物体位置のラベル付け項目
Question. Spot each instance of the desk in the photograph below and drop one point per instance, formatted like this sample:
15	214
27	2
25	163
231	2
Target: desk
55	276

課題の指示 – 上の資料を最初から最後まで、一字一句変えずにそのまま書き写してください。

解答 –
Question. Spot each instance of the desk in the photograph below and drop one point per instance, formatted like this sample:
15	214
27	2
25	163
231	2
Target: desk
55	276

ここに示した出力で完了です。